EXERCISE SET:
(1) Please write out the passage from the article on decorative contact lenses, starting at "Halloween is a" and ending at "an eye doctor.".
(2) Add the next part of the article on decorative contact lenses, picking up after its final sentence.

BEGIN SUPPLIED PASSAGE

Halloween is a fun holiday, but playing dress up can be serious business. Consumers spend hours making sure costumes are accessorized just right; however, transforming your eyes by changing their color or appearance with non-corrective, decorative contact lenses to look like a cat, werewolf or vampire can be a dangerous choice. The American Optometrist Association (AOA) is warning consumers about the risks of wearing decorative contact lenses sold illegally, without a prescription from an eye doctor.
"If a contact lenses is not fitted in a controlled, sterile environment," said Dr. Ben Casella, an optometrist at Casella Eye Center on Broad Street in Downtown Augusta and a member of the Georgia Optometric Association. "Or if a contact lenses is made in such a way that's not in accordance with the rigid standards of the FDA, such as is the case with a lot of these contact lenses that are sold and made illegally in third or second world countries, then that could really predispose people to, at the very least, having a really bad day."
According to the AOA's 2012 American Eye-Q® consumer survey, 18 percent of Americans wear these non-corrective, decorative or colored contact lenses. Of those, 28 percent report illegally purchasing the lenses without a prescription and from a source other than an eye doctor, a great concern to doctors of optometry.

END SUPPLIED PASSAGE
BEGIN EXERCISE DATA

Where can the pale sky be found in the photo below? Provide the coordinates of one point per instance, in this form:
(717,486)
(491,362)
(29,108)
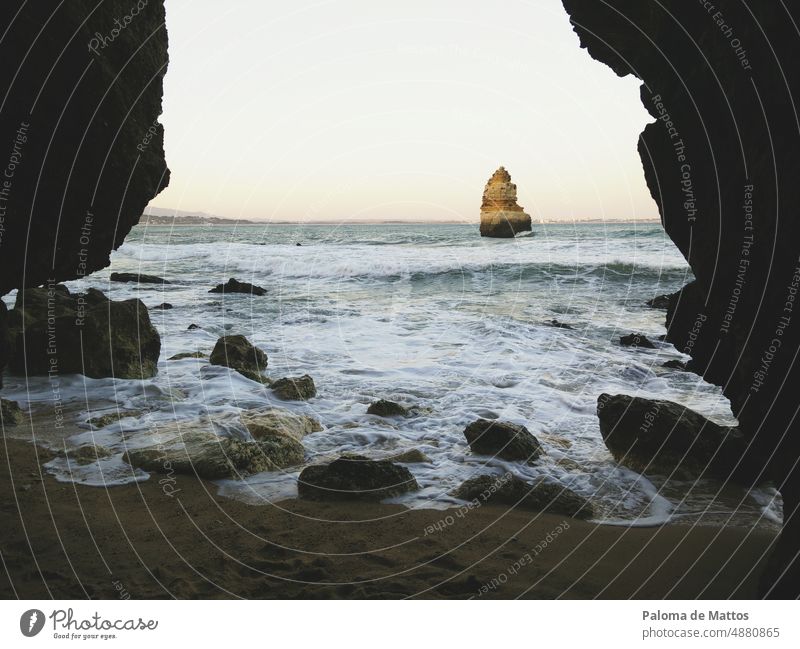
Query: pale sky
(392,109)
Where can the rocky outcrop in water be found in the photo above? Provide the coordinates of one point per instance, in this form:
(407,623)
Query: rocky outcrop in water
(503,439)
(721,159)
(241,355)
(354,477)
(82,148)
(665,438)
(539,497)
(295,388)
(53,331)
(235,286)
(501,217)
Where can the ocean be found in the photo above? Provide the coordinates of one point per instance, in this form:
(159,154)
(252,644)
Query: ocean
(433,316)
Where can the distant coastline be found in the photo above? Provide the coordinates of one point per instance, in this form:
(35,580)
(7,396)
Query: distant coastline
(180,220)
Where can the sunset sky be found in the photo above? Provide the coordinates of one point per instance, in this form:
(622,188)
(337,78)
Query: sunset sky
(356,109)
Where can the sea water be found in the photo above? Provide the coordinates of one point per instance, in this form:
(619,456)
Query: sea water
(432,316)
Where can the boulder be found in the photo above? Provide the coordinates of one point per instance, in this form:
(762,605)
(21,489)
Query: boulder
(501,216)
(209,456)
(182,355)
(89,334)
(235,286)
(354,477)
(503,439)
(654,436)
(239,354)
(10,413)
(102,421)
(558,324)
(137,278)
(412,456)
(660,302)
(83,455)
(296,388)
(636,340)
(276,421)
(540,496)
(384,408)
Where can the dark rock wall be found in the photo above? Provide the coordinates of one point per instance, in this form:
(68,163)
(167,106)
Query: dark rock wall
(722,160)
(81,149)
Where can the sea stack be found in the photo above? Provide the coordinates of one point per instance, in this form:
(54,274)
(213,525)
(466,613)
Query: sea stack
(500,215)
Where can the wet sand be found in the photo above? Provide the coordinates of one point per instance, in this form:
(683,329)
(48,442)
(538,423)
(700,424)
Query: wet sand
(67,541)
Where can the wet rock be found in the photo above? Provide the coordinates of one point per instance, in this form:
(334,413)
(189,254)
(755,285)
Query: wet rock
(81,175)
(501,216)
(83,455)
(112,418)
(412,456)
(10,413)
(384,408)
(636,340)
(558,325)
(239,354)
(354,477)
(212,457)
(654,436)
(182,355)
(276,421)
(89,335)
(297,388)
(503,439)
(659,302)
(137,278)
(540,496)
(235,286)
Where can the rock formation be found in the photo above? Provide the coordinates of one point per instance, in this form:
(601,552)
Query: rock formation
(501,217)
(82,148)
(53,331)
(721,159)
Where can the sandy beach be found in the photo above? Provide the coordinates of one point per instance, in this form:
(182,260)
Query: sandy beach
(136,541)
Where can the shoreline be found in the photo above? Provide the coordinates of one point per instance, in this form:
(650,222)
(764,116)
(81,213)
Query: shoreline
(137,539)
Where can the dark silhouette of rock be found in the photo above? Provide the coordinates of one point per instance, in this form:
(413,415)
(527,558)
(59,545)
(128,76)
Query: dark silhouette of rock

END EXERCISE DATA

EXERCISE RESULTS:
(1)
Halloween is a fun holiday, but playing dress up can be serious business. Consumers spend hours making sure costumes are accessorized just right; however, transforming your eyes by changing their color or appearance with non-corrective, decorative contact lenses to look like a cat, werewolf or vampire can be a dangerous choice. The American Optometrist Association (AOA) is warning consumers about the risks of wearing decorative contact lenses sold illegally, without a prescription from an eye doctor.

(2)
Since 2005, federal law requires the Food and Drug Administration (FDA) to regulate decorative lenses as medical devices, similar to prescription contact lenses. However, decorative lenses continue to be illegally marketed and distributed directly to consumers through a variety of sources, including flea markets, the Internet, beauty salons and convenience stores. Consumers also report purchasing them at retail outlets, where they are sold as fashion accessories.
The AOA offers the following recommendations for all contact lens wearers:
Wear contact lenses only if they are fitted and prescribed by an optometrist.
Do not purchase contact lenses from gas stations, video stores, or any other vendor not authorized by law to dispense contact lenses.
Never swim while wearing contact lenses. There is a risk of eye infection when contact lenses come into contact with bacteria in swimming pool water.
Make sure contact lenses are properly cleaned and disinfected as instructed by your eye-care professional.
Make sure you wash your hands before handling and cleaning your contact lenses.
Never swap or share contact lenses with anyone.
Never sleep while wearing contact lenses unless they are extended-wear lenses specifically designed for that purpose.